Excerpt from a dataset:
:::
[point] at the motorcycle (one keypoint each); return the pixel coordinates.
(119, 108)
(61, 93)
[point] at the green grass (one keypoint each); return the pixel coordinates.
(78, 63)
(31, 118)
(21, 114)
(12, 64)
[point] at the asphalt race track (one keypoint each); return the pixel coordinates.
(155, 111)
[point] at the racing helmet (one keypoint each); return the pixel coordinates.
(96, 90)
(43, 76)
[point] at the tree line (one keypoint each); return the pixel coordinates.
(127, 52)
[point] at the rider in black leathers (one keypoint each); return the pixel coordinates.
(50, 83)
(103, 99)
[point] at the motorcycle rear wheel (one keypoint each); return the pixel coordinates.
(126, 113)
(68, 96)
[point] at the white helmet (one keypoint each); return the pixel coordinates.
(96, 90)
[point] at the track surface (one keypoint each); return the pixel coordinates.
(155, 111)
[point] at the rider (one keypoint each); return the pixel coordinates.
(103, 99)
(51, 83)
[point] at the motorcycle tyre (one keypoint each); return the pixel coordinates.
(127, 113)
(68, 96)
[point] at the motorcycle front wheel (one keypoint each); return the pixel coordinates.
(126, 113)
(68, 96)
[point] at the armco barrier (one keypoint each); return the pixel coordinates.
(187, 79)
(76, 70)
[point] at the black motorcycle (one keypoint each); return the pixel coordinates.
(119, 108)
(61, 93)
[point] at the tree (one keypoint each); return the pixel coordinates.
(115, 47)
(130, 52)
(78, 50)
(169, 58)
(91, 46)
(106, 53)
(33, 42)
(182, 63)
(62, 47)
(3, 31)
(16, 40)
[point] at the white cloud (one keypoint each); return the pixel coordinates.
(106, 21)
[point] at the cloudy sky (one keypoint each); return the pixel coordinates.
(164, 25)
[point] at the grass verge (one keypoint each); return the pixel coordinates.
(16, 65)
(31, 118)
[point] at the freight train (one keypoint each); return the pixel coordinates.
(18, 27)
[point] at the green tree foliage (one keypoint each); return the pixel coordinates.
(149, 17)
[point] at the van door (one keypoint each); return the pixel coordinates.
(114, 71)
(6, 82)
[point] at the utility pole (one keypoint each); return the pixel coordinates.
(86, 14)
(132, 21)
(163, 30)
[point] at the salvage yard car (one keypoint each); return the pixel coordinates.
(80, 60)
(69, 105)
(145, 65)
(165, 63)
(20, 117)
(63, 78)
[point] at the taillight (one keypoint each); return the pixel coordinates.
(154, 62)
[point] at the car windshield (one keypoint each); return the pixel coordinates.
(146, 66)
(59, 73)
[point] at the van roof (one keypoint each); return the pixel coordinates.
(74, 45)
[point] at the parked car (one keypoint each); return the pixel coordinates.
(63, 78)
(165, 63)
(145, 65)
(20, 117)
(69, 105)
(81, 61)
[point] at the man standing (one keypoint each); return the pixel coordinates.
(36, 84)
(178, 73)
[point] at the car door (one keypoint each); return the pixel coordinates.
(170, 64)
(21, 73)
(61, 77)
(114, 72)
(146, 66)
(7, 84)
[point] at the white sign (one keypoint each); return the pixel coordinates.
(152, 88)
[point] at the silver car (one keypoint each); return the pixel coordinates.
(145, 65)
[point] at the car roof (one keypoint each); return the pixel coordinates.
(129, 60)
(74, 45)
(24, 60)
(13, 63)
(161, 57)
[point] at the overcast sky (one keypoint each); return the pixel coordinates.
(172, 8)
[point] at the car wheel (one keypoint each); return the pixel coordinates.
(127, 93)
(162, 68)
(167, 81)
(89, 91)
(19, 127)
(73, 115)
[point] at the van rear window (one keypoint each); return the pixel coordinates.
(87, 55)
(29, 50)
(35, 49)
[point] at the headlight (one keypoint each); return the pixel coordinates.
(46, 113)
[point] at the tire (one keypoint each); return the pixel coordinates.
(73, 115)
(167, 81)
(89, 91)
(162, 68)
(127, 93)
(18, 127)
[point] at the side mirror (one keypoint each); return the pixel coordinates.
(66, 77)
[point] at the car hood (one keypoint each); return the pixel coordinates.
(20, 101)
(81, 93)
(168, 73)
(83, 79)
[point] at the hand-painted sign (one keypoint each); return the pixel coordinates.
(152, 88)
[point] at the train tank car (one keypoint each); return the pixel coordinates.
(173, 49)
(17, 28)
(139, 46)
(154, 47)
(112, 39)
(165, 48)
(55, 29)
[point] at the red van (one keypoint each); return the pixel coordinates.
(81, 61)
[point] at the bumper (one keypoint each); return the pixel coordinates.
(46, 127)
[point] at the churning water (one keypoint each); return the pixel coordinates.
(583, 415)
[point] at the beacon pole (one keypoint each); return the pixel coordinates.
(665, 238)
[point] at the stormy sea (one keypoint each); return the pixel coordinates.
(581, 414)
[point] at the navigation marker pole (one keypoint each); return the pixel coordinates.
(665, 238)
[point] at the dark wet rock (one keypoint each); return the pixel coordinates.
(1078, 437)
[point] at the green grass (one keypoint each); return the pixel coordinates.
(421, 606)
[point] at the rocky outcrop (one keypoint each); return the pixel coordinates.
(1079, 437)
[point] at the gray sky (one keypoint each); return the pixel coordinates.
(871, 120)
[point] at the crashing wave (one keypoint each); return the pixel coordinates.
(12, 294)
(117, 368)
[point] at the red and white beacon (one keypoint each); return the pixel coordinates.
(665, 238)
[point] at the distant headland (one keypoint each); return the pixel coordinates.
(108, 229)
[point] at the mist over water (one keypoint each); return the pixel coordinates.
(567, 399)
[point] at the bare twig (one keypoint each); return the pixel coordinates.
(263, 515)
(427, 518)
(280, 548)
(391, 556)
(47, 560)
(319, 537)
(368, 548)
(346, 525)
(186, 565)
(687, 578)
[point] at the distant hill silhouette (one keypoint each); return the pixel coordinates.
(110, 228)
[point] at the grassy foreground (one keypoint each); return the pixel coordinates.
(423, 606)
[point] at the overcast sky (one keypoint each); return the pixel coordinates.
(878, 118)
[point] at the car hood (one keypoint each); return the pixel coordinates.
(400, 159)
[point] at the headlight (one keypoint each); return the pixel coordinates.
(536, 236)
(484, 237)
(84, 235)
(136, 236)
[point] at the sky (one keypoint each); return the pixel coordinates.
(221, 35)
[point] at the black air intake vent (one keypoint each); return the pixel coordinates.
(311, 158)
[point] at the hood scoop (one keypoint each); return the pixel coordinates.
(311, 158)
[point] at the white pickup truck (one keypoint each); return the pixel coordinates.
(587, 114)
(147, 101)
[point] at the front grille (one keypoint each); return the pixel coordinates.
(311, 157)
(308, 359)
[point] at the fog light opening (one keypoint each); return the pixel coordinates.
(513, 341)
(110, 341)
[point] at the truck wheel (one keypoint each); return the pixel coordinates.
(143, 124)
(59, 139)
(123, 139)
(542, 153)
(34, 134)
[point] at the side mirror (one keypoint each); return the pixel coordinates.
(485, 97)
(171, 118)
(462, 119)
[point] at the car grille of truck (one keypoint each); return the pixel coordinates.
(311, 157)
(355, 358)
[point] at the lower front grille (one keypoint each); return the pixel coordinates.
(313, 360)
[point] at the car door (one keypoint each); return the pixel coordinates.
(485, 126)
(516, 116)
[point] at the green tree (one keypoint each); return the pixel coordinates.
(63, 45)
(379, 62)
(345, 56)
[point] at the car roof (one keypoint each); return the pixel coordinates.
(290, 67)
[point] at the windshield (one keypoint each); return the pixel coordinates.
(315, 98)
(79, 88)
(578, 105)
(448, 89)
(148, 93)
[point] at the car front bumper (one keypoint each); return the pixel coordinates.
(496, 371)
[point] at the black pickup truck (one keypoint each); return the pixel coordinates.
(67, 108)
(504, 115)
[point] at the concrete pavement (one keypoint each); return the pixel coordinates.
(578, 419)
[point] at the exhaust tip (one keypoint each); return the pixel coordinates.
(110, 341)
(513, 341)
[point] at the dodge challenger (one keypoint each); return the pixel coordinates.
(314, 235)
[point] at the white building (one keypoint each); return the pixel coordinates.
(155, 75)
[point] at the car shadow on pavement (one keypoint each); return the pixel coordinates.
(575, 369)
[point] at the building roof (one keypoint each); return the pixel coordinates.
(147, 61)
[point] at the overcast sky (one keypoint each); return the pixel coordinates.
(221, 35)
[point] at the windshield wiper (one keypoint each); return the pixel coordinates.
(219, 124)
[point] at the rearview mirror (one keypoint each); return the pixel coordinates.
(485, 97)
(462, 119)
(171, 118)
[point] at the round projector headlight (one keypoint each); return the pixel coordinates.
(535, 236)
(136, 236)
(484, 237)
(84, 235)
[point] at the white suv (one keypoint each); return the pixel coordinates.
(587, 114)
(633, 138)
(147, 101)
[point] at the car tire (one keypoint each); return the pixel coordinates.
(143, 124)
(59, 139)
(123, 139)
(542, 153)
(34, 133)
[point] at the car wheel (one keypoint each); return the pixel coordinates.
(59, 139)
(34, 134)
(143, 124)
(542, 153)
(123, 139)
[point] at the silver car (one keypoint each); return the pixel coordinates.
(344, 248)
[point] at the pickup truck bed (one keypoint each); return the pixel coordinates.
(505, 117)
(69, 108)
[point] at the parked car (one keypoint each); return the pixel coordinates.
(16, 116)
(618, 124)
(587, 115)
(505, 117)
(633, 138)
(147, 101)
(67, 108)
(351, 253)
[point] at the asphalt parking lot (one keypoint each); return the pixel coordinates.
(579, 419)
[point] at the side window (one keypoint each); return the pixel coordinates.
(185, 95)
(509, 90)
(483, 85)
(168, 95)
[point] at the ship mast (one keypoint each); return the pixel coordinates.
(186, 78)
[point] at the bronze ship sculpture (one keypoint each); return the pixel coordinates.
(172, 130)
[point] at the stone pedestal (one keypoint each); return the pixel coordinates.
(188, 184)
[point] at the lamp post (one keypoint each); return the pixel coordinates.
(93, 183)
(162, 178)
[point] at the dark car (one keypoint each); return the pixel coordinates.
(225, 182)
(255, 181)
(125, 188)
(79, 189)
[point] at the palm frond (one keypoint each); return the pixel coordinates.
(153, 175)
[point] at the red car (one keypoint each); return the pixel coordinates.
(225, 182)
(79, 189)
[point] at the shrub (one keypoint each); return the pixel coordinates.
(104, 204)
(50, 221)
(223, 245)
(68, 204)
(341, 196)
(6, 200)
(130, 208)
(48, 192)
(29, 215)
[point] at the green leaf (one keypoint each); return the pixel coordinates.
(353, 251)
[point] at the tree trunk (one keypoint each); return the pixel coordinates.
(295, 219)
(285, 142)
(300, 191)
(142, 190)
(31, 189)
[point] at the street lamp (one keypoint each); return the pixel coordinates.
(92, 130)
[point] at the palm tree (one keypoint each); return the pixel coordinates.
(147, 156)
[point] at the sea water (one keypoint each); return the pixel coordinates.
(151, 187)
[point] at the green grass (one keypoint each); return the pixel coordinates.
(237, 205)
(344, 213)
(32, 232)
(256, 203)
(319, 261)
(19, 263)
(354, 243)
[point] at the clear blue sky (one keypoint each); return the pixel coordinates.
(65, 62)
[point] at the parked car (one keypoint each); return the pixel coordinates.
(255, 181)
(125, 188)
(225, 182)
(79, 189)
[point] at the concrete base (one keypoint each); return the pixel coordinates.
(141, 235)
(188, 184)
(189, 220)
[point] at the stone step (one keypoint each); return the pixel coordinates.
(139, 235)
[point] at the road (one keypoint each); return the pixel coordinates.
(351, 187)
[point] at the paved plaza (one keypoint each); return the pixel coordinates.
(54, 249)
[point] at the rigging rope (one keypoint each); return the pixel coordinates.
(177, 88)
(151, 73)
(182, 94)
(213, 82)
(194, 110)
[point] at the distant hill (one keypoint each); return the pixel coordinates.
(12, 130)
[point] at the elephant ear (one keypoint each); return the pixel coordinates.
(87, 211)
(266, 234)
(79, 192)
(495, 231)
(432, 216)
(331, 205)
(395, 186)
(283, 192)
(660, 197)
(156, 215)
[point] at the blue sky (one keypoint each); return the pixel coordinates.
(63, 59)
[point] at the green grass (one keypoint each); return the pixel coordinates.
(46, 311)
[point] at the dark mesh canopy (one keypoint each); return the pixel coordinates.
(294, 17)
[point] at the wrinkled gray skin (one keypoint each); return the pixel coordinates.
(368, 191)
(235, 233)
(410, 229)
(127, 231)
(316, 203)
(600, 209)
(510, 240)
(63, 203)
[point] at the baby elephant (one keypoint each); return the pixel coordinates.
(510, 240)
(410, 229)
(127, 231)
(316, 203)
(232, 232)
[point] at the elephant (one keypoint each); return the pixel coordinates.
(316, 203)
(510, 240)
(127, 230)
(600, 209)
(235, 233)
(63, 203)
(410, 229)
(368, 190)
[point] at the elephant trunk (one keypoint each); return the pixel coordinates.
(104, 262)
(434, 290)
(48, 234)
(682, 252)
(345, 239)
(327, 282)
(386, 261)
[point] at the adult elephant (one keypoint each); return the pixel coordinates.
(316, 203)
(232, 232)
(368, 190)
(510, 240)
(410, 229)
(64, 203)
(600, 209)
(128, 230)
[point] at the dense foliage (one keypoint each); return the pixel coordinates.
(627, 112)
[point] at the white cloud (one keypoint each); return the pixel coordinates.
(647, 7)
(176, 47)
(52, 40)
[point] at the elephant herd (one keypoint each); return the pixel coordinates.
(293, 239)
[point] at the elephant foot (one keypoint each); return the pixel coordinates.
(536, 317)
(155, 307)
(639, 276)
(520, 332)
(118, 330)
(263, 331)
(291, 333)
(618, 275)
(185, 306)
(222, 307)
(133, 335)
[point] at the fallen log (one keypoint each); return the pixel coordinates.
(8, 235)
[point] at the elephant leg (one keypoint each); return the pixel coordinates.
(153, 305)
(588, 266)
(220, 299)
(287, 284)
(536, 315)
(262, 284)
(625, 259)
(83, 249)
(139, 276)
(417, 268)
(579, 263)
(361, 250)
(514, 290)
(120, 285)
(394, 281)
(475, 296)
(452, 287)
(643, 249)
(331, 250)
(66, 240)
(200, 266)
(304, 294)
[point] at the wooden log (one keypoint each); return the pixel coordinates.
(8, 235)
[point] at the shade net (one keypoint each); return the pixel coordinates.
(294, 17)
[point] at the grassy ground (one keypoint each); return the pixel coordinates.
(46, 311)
:::
[TASK REQUIREMENTS] What are the lines from the one with "[point] at the blue" through the last line of the records above? Quote them exactly and add nothing.

[SOLUTION TO THIS EXERCISE]
[point] at the blue sky (one keypoint each); return the pixel coordinates.
(63, 59)
[point] at the green grass (one keypoint each); return the pixel coordinates.
(46, 311)
[point] at the dark mesh canopy (one keypoint each); return the pixel coordinates.
(294, 17)
[point] at the wrinkled gray skin (one keypoint each); return the pixel coordinates.
(368, 191)
(235, 233)
(410, 229)
(127, 231)
(316, 203)
(600, 209)
(510, 240)
(63, 203)
[point] at the baby elephant (one keypoint each); return the pixel coordinates.
(510, 240)
(410, 229)
(127, 231)
(316, 203)
(232, 232)
[point] at the elephant (one keypoint each); return the pixel coordinates.
(316, 203)
(510, 240)
(127, 230)
(600, 209)
(235, 233)
(63, 203)
(410, 229)
(368, 190)
[point] at the elephant trunk (one keypoint each); return the pixel coordinates.
(104, 262)
(434, 290)
(48, 234)
(682, 252)
(345, 239)
(327, 282)
(386, 261)
[point] at the adult elephant (one keypoint each); return the pixel coordinates.
(316, 203)
(232, 232)
(368, 190)
(510, 240)
(410, 229)
(64, 203)
(600, 209)
(128, 230)
[point] at the dense foliage (one keypoint each); return the pixel coordinates.
(627, 112)
[point] at the white cloud (one keypoint each); return the pixel coordinates.
(647, 7)
(176, 47)
(52, 40)
[point] at the elephant herd (one keypoint each); return the pixel coordinates.
(293, 239)
[point] at the elephant foot (one keypoint each); return the pixel coordinates.
(536, 317)
(155, 307)
(639, 276)
(520, 332)
(118, 330)
(263, 331)
(291, 333)
(618, 275)
(185, 306)
(222, 307)
(133, 335)
[point] at the fallen log (one keypoint each); return the pixel coordinates.
(8, 235)
[point] at the elephant leg (one keypoint each); return the pixel coordinates.
(153, 305)
(588, 266)
(220, 299)
(287, 284)
(536, 315)
(262, 284)
(625, 259)
(83, 249)
(139, 276)
(417, 268)
(579, 263)
(361, 250)
(514, 290)
(120, 285)
(394, 281)
(475, 296)
(452, 287)
(643, 249)
(331, 250)
(66, 240)
(200, 266)
(304, 294)
[point] at the wooden log (one keypoint each); return the pixel coordinates.
(8, 235)
[point] at the shade net (one keypoint each); return the pixel coordinates.
(294, 17)
[point] at the grassy ground (one keypoint each); return the pixel coordinates.
(46, 311)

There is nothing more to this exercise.